** start Records for the exercise **

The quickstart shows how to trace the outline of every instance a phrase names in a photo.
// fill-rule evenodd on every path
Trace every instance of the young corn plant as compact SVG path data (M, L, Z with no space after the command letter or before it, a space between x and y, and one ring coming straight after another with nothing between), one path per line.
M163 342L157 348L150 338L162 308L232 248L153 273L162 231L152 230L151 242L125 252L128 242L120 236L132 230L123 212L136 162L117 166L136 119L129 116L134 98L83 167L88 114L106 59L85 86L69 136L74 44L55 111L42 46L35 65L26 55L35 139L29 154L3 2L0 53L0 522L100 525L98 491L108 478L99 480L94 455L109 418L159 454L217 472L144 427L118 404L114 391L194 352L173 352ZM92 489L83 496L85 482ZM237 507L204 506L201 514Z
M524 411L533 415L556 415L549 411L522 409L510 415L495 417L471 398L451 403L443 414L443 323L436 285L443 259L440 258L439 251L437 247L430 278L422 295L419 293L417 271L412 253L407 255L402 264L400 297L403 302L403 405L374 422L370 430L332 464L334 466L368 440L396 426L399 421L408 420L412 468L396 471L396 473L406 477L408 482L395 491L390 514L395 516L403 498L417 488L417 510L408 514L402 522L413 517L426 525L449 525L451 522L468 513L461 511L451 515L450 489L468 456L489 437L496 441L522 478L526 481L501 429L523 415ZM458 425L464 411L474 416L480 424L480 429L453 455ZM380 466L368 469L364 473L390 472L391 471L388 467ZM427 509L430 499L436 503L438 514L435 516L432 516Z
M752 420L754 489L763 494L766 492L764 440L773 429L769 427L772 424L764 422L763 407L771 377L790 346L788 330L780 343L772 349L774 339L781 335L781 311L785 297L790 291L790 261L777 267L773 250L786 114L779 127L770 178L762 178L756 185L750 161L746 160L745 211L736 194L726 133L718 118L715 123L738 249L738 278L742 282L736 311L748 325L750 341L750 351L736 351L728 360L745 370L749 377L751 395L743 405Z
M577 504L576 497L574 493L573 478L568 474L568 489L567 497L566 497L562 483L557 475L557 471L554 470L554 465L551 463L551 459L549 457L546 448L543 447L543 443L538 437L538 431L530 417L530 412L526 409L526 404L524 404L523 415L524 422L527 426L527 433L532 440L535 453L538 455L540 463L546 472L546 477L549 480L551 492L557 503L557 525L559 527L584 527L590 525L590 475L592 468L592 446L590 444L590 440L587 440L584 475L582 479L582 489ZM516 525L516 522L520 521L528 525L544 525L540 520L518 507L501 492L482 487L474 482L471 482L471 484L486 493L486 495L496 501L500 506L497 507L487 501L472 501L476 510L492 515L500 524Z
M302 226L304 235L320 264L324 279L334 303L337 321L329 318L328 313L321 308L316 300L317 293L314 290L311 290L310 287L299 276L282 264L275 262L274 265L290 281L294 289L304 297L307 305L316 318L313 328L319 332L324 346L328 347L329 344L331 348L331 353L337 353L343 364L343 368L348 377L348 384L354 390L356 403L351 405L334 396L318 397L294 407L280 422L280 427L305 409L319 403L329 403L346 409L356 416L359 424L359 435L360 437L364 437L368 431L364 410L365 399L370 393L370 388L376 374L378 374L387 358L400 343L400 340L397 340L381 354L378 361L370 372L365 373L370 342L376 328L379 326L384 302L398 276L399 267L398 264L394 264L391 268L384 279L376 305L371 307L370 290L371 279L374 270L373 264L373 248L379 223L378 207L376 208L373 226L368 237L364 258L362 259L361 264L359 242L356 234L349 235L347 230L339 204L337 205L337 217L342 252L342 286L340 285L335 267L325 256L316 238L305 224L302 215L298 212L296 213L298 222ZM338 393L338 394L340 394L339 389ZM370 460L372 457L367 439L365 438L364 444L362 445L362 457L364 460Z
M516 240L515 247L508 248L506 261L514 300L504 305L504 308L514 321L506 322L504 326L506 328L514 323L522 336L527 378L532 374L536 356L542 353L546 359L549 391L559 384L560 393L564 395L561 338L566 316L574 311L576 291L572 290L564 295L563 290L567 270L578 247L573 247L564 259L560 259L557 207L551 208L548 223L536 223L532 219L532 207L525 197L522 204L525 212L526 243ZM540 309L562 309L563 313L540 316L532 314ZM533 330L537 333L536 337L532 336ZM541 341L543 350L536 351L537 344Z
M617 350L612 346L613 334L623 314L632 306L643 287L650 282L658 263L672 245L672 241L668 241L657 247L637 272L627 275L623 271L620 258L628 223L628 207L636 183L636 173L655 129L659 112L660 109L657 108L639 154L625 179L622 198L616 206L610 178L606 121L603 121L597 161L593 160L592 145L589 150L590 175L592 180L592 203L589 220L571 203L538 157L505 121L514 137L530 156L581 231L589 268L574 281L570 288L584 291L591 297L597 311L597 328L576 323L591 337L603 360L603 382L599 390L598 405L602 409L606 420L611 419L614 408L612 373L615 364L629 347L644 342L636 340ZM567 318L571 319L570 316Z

** end Records for the exercise **

Reproduce all of the items above, substituting "occurrence" for each "instance" and keeping every other character as it is.

**The solution:**
The quickstart shows how to trace the outline of every occurrence a phrase names in a photo.
// fill-rule evenodd on every path
Trace every occurrence of the young corn plant as compact SVG path data (M, L, Z with no space after the command letter or before it, a space between x and y, and one ring coming straight after another with nothing between), one path per line.
M163 342L157 348L150 338L162 308L232 248L153 273L162 231L152 230L151 242L125 252L128 242L120 236L132 230L123 212L136 162L117 166L136 119L129 116L134 98L83 167L88 114L106 59L85 86L69 136L74 44L55 111L42 46L35 65L26 55L35 139L29 154L3 2L0 53L0 522L100 525L98 491L108 478L99 480L94 455L109 418L159 454L217 472L144 427L118 404L114 391L194 352L173 352ZM92 489L83 496L85 482ZM237 507L204 506L201 514Z
M524 411L533 415L556 415L549 411L522 409L510 415L495 417L471 398L451 403L443 414L443 323L436 285L443 259L440 258L439 251L437 247L430 278L422 295L419 293L417 271L412 253L407 255L402 264L400 297L403 302L403 405L374 422L370 430L332 464L334 466L368 440L396 426L399 421L408 420L412 468L396 471L396 473L406 477L408 482L395 491L390 514L395 516L403 498L417 488L417 510L408 514L402 522L413 517L426 525L449 525L451 522L468 513L461 511L451 515L450 489L468 456L489 437L496 441L522 478L526 481L501 429L523 415ZM458 425L464 411L474 416L480 424L480 429L453 455ZM380 466L368 469L364 473L390 472L391 471L388 467ZM427 509L430 499L436 503L438 514L435 516L432 516Z
M752 420L754 489L763 494L766 492L764 440L773 429L769 427L772 424L764 422L763 407L771 377L790 346L788 330L780 343L772 349L774 339L781 335L781 311L785 297L790 291L790 261L777 267L773 250L786 114L779 127L770 178L762 178L756 185L750 161L746 160L745 211L736 194L726 133L718 118L715 123L738 249L738 278L742 282L736 311L748 325L750 341L750 351L736 351L728 360L745 370L749 377L751 395L743 405Z
M577 504L576 497L574 493L573 478L568 474L568 489L567 497L566 497L562 483L557 475L557 471L554 470L554 465L551 463L551 459L549 457L546 448L543 447L543 443L538 437L538 431L530 417L530 412L526 409L526 404L524 404L523 415L524 422L527 426L527 433L532 440L535 453L538 455L540 463L546 472L546 477L549 480L551 492L557 503L557 525L559 527L584 527L590 525L590 475L592 468L592 446L590 444L590 440L587 440L584 475L582 479L582 489ZM516 525L516 522L520 521L528 525L544 525L540 520L518 507L501 492L482 487L474 482L471 482L471 484L486 493L486 495L496 501L500 506L497 507L487 501L472 501L476 510L492 515L500 524Z
M302 226L304 235L320 264L324 279L334 303L337 321L329 318L328 313L321 308L316 300L317 293L314 290L311 290L310 287L299 276L282 264L275 262L274 265L290 281L294 289L304 297L307 305L316 318L313 328L319 332L324 346L328 347L329 344L331 348L331 353L337 353L343 364L343 368L348 377L348 384L354 390L356 403L351 405L334 396L318 397L294 407L280 422L280 427L305 409L319 403L329 403L346 409L356 416L359 424L359 435L360 437L364 437L368 431L364 410L365 399L370 393L370 388L376 374L378 374L387 358L400 343L400 340L397 340L381 354L378 361L370 372L365 373L370 342L376 328L379 326L384 302L398 276L399 267L398 264L394 264L391 268L384 279L376 305L371 307L370 290L371 279L374 270L373 264L373 248L379 223L378 207L376 208L373 226L368 237L364 258L362 259L361 264L359 242L356 234L349 235L347 230L339 204L337 205L337 217L342 252L342 286L340 285L335 267L325 256L316 238L305 224L302 215L298 212L296 213L298 222ZM338 393L338 394L340 394L339 389ZM370 460L372 457L367 439L365 438L364 444L362 445L362 457L364 460Z
M516 240L515 247L508 248L506 261L514 300L504 305L504 308L514 321L506 322L504 326L506 328L514 323L522 336L527 378L532 374L536 356L542 353L546 359L549 391L559 384L560 393L564 395L561 338L566 316L574 311L576 291L572 290L564 295L563 290L567 270L578 247L573 247L564 259L560 259L557 207L551 208L548 223L536 223L532 219L532 207L525 197L522 204L525 212L526 243ZM540 309L562 309L563 313L540 316L532 314ZM533 330L537 333L536 337L532 336ZM541 341L543 350L536 351L537 344Z
M617 350L612 346L613 334L623 314L632 306L643 287L650 282L658 263L672 245L672 241L668 241L657 247L637 272L627 275L623 271L620 258L628 223L628 207L636 183L636 173L655 129L659 112L660 109L657 108L639 154L625 179L622 198L616 206L610 178L606 121L603 121L597 161L593 160L592 145L589 150L590 175L592 180L592 203L589 220L571 203L538 157L505 121L514 137L530 156L581 231L589 268L574 281L570 288L584 291L591 297L597 311L597 328L576 323L591 337L603 360L603 382L599 390L598 405L602 409L606 420L611 419L614 408L612 373L615 364L629 347L644 342L636 340ZM567 318L571 319L570 316Z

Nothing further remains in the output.